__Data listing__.
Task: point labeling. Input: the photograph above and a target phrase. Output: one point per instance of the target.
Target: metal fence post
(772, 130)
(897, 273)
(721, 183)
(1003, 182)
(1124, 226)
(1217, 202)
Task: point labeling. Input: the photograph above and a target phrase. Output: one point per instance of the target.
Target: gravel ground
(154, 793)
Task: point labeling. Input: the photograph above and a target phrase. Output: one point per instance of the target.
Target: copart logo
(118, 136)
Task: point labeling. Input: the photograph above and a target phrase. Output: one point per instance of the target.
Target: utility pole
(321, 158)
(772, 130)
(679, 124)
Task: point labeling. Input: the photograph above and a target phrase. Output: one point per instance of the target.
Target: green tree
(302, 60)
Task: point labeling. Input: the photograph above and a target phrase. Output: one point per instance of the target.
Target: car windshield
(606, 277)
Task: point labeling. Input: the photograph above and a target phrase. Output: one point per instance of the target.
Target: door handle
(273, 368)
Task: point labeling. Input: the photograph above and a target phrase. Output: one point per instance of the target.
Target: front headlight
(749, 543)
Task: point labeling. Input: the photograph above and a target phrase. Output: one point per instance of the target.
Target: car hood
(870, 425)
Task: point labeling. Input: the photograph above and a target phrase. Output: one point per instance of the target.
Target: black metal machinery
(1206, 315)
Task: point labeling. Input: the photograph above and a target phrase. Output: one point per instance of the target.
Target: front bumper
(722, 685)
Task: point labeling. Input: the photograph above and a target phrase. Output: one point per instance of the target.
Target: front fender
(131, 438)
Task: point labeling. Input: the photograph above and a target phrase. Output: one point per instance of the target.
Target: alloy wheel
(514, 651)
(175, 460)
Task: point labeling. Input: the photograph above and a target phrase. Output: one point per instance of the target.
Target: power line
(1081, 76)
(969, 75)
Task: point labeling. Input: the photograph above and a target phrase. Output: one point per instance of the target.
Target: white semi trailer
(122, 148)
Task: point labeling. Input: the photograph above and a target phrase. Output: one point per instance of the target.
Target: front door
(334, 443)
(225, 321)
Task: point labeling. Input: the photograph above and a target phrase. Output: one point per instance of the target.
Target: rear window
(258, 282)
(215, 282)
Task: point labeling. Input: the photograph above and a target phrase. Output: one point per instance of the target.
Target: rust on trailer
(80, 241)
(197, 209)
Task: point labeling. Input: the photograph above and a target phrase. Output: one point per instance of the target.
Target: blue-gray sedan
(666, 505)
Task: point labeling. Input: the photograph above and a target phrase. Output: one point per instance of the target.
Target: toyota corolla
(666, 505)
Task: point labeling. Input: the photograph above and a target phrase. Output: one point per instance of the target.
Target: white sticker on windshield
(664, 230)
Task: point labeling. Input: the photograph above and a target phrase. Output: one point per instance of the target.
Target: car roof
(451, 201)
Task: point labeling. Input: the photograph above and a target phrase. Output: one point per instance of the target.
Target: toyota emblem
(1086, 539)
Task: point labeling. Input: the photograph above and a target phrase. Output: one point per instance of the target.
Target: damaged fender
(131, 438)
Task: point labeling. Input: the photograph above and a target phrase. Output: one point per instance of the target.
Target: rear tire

__Required task__. Show every line of the items above that contains the word "door", matching case exactly.

__Output of the task__.
Target: door handle
Target: front door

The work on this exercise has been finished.